Entries taken from a collection:
☆ ☆ ☆ ☆ ☆ ☆ ☆

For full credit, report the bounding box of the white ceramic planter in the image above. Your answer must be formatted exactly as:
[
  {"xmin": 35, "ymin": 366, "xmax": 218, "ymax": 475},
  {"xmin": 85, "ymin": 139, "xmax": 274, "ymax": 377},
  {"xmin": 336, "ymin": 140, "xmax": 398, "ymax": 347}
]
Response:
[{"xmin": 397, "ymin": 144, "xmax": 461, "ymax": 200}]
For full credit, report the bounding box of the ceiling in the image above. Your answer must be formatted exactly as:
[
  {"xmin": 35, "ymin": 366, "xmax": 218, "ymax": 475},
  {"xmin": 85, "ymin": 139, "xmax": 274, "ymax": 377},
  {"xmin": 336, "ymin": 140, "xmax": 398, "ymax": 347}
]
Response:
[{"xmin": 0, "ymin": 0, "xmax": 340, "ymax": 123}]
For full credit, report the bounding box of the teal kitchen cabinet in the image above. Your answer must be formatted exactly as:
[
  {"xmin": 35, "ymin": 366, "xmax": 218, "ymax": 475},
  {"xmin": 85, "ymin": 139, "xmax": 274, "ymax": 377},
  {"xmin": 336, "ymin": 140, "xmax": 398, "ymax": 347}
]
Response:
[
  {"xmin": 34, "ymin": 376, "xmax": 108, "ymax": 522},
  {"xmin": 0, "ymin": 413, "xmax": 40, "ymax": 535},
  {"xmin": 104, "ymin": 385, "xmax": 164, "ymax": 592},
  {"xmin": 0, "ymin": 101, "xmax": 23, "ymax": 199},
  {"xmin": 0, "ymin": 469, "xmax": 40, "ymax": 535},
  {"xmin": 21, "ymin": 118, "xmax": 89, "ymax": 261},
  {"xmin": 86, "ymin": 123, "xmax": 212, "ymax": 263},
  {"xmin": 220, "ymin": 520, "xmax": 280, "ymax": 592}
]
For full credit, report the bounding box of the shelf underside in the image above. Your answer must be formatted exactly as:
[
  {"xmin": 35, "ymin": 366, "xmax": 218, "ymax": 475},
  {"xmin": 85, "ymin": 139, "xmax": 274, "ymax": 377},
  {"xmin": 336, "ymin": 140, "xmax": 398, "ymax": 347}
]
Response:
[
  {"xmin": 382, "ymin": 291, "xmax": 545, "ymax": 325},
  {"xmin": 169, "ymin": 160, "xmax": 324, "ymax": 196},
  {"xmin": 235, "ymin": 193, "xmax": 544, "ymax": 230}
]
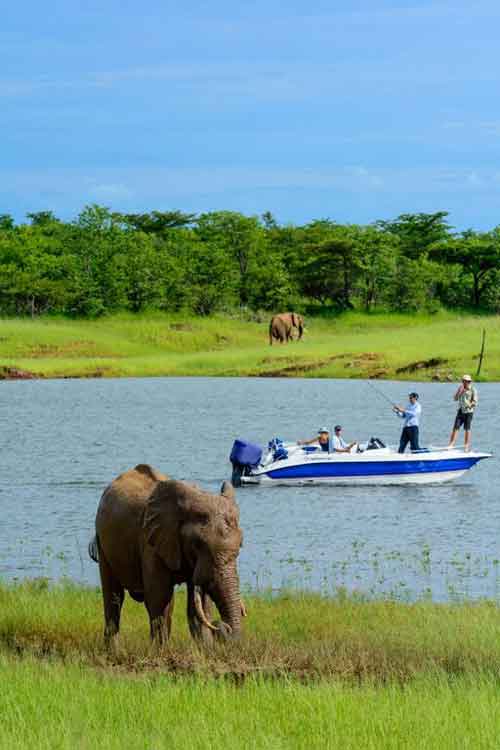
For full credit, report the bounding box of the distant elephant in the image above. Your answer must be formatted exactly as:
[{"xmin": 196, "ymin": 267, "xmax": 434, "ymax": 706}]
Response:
[
  {"xmin": 89, "ymin": 464, "xmax": 246, "ymax": 646},
  {"xmin": 269, "ymin": 313, "xmax": 304, "ymax": 346}
]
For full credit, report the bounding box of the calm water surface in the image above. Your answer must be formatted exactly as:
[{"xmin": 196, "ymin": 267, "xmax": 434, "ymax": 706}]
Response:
[{"xmin": 0, "ymin": 378, "xmax": 500, "ymax": 600}]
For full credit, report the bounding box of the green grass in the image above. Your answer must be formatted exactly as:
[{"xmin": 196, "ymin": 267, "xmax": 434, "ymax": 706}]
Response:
[
  {"xmin": 0, "ymin": 581, "xmax": 500, "ymax": 750},
  {"xmin": 0, "ymin": 657, "xmax": 500, "ymax": 750},
  {"xmin": 0, "ymin": 312, "xmax": 500, "ymax": 380}
]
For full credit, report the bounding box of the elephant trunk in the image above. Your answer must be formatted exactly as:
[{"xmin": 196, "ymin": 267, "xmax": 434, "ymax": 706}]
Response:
[{"xmin": 211, "ymin": 566, "xmax": 245, "ymax": 638}]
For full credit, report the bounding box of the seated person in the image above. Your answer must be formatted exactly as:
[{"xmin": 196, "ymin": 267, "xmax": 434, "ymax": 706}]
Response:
[
  {"xmin": 333, "ymin": 424, "xmax": 356, "ymax": 453},
  {"xmin": 297, "ymin": 427, "xmax": 330, "ymax": 451}
]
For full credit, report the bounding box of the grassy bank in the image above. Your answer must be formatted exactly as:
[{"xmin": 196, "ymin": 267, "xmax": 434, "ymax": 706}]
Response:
[
  {"xmin": 0, "ymin": 582, "xmax": 500, "ymax": 749},
  {"xmin": 0, "ymin": 312, "xmax": 500, "ymax": 380}
]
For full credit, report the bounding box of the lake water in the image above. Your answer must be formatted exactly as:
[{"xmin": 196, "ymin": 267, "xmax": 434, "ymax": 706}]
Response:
[{"xmin": 0, "ymin": 378, "xmax": 500, "ymax": 600}]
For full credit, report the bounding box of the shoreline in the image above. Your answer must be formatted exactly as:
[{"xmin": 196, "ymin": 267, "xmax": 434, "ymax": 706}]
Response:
[{"xmin": 0, "ymin": 312, "xmax": 500, "ymax": 383}]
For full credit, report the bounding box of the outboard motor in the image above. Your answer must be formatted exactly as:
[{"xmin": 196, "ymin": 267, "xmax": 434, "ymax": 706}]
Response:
[
  {"xmin": 366, "ymin": 437, "xmax": 385, "ymax": 451},
  {"xmin": 229, "ymin": 440, "xmax": 262, "ymax": 487}
]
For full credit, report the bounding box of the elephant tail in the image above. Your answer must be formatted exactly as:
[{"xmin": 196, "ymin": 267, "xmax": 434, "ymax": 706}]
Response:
[{"xmin": 88, "ymin": 534, "xmax": 99, "ymax": 563}]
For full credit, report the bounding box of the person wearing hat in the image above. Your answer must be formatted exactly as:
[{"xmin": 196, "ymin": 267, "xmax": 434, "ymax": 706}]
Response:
[
  {"xmin": 297, "ymin": 427, "xmax": 330, "ymax": 452},
  {"xmin": 332, "ymin": 424, "xmax": 356, "ymax": 453},
  {"xmin": 392, "ymin": 391, "xmax": 422, "ymax": 453},
  {"xmin": 448, "ymin": 375, "xmax": 478, "ymax": 451}
]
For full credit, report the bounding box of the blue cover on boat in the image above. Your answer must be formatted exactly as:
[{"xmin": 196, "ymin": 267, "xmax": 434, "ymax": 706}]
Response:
[{"xmin": 229, "ymin": 440, "xmax": 262, "ymax": 466}]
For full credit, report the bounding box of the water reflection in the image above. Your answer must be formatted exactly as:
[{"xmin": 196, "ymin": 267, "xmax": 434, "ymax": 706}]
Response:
[{"xmin": 0, "ymin": 378, "xmax": 500, "ymax": 599}]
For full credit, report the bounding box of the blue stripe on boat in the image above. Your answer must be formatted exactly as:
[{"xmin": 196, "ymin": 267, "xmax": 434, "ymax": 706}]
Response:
[{"xmin": 265, "ymin": 457, "xmax": 479, "ymax": 479}]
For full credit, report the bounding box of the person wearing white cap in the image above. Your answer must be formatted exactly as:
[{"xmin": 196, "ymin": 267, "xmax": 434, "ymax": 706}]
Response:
[
  {"xmin": 297, "ymin": 427, "xmax": 330, "ymax": 452},
  {"xmin": 448, "ymin": 375, "xmax": 478, "ymax": 451}
]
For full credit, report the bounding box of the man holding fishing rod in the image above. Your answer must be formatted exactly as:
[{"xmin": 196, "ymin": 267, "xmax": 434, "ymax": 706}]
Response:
[
  {"xmin": 392, "ymin": 391, "xmax": 422, "ymax": 453},
  {"xmin": 368, "ymin": 381, "xmax": 422, "ymax": 453}
]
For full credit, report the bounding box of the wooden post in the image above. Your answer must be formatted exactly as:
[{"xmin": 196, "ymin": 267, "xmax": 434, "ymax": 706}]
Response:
[{"xmin": 476, "ymin": 328, "xmax": 486, "ymax": 378}]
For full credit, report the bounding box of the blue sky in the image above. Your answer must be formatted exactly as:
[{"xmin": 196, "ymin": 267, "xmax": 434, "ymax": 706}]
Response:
[{"xmin": 0, "ymin": 0, "xmax": 500, "ymax": 229}]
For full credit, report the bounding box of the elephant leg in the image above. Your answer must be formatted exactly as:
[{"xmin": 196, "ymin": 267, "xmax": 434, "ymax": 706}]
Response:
[
  {"xmin": 187, "ymin": 582, "xmax": 214, "ymax": 646},
  {"xmin": 99, "ymin": 552, "xmax": 125, "ymax": 648},
  {"xmin": 144, "ymin": 584, "xmax": 174, "ymax": 646}
]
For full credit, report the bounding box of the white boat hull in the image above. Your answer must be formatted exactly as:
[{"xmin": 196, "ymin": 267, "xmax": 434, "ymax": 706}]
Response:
[{"xmin": 237, "ymin": 446, "xmax": 491, "ymax": 486}]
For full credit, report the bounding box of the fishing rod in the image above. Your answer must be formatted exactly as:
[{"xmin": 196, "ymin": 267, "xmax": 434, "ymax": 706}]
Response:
[{"xmin": 366, "ymin": 380, "xmax": 396, "ymax": 408}]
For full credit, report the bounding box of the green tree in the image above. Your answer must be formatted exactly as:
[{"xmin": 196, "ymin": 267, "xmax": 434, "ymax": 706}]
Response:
[
  {"xmin": 299, "ymin": 220, "xmax": 360, "ymax": 310},
  {"xmin": 430, "ymin": 227, "xmax": 500, "ymax": 307},
  {"xmin": 376, "ymin": 211, "xmax": 450, "ymax": 260}
]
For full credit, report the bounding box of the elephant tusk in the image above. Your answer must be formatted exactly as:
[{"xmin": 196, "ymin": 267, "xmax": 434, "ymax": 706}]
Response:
[{"xmin": 194, "ymin": 589, "xmax": 219, "ymax": 630}]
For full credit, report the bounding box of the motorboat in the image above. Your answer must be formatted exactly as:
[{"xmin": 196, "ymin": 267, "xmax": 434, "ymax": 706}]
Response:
[{"xmin": 230, "ymin": 438, "xmax": 491, "ymax": 486}]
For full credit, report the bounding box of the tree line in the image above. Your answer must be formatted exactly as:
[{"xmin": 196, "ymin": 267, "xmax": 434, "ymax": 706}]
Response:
[{"xmin": 0, "ymin": 205, "xmax": 500, "ymax": 318}]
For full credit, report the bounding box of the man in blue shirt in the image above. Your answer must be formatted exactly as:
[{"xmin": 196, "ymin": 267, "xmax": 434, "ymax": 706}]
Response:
[{"xmin": 393, "ymin": 392, "xmax": 422, "ymax": 453}]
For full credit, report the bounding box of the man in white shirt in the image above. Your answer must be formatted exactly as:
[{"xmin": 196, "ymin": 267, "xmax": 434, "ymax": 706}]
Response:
[
  {"xmin": 332, "ymin": 424, "xmax": 356, "ymax": 453},
  {"xmin": 393, "ymin": 391, "xmax": 422, "ymax": 453}
]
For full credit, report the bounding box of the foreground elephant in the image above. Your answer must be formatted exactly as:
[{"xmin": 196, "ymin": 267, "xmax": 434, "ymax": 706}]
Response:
[
  {"xmin": 96, "ymin": 464, "xmax": 244, "ymax": 645},
  {"xmin": 269, "ymin": 313, "xmax": 304, "ymax": 346}
]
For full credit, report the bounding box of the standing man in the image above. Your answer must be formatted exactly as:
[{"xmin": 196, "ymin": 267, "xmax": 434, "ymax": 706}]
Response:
[
  {"xmin": 392, "ymin": 391, "xmax": 422, "ymax": 453},
  {"xmin": 448, "ymin": 375, "xmax": 478, "ymax": 451}
]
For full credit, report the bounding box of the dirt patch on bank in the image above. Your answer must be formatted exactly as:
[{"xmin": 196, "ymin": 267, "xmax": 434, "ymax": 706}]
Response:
[
  {"xmin": 253, "ymin": 354, "xmax": 352, "ymax": 378},
  {"xmin": 0, "ymin": 367, "xmax": 41, "ymax": 380},
  {"xmin": 396, "ymin": 357, "xmax": 448, "ymax": 375}
]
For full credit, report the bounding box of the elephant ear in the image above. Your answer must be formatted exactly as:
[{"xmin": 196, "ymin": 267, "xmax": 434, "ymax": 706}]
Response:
[
  {"xmin": 134, "ymin": 464, "xmax": 168, "ymax": 482},
  {"xmin": 143, "ymin": 480, "xmax": 189, "ymax": 570}
]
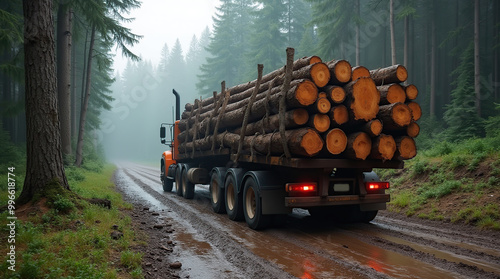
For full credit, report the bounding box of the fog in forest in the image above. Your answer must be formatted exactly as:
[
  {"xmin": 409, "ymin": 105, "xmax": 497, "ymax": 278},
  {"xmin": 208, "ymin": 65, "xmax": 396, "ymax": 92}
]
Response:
[{"xmin": 96, "ymin": 0, "xmax": 500, "ymax": 162}]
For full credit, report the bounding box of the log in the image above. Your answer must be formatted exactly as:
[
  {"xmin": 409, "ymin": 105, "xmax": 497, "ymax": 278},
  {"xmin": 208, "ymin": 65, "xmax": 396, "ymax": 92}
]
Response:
[
  {"xmin": 378, "ymin": 103, "xmax": 412, "ymax": 131},
  {"xmin": 359, "ymin": 119, "xmax": 383, "ymax": 137},
  {"xmin": 234, "ymin": 108, "xmax": 309, "ymax": 136},
  {"xmin": 370, "ymin": 65, "xmax": 408, "ymax": 85},
  {"xmin": 323, "ymin": 60, "xmax": 352, "ymax": 86},
  {"xmin": 322, "ymin": 85, "xmax": 346, "ymax": 104},
  {"xmin": 323, "ymin": 128, "xmax": 347, "ymax": 155},
  {"xmin": 352, "ymin": 66, "xmax": 370, "ymax": 80},
  {"xmin": 328, "ymin": 105, "xmax": 349, "ymax": 128},
  {"xmin": 406, "ymin": 102, "xmax": 422, "ymax": 121},
  {"xmin": 185, "ymin": 56, "xmax": 321, "ymax": 111},
  {"xmin": 309, "ymin": 94, "xmax": 332, "ymax": 114},
  {"xmin": 344, "ymin": 77, "xmax": 380, "ymax": 121},
  {"xmin": 309, "ymin": 113, "xmax": 330, "ymax": 133},
  {"xmin": 404, "ymin": 84, "xmax": 418, "ymax": 100},
  {"xmin": 179, "ymin": 127, "xmax": 324, "ymax": 157},
  {"xmin": 395, "ymin": 136, "xmax": 417, "ymax": 160},
  {"xmin": 377, "ymin": 83, "xmax": 406, "ymax": 105},
  {"xmin": 370, "ymin": 134, "xmax": 396, "ymax": 161},
  {"xmin": 344, "ymin": 132, "xmax": 372, "ymax": 160}
]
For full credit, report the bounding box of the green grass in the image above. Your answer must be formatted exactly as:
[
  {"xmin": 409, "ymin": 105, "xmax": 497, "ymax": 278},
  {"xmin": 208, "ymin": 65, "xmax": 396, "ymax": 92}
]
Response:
[
  {"xmin": 0, "ymin": 165, "xmax": 143, "ymax": 278},
  {"xmin": 377, "ymin": 135, "xmax": 500, "ymax": 230}
]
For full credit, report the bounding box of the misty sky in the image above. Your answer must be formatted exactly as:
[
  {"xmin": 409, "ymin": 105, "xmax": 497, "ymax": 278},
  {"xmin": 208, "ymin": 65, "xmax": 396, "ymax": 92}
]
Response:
[{"xmin": 114, "ymin": 0, "xmax": 220, "ymax": 71}]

☆ ☆ ☆ ☆ ☆ ☆ ☆

• **EXERCISE DETAILS**: Every line from the one containing "For full credit, report the bounding box of the misty" through the end of the data must be repeated exactly, and no other line.

• **RESULT FOR THIS TASK**:
For full credit, report the bounding box of the misty sky in the image above. Your answer must be formatted exactly as:
[
  {"xmin": 409, "ymin": 105, "xmax": 497, "ymax": 278},
  {"xmin": 208, "ymin": 65, "xmax": 396, "ymax": 92}
]
Response:
[{"xmin": 114, "ymin": 0, "xmax": 220, "ymax": 71}]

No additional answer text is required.